[Region pointing data]
* * * * *
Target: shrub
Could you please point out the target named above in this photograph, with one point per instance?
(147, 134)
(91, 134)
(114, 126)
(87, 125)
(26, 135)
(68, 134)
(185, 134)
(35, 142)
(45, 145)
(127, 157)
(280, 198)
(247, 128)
* * * * *
Retype each line above exactly as written.

Target: shrub
Could you please point out the target named above in this photograph, with one point per instance?
(147, 134)
(91, 134)
(114, 126)
(87, 125)
(26, 135)
(68, 134)
(185, 134)
(35, 142)
(45, 145)
(127, 157)
(280, 198)
(247, 128)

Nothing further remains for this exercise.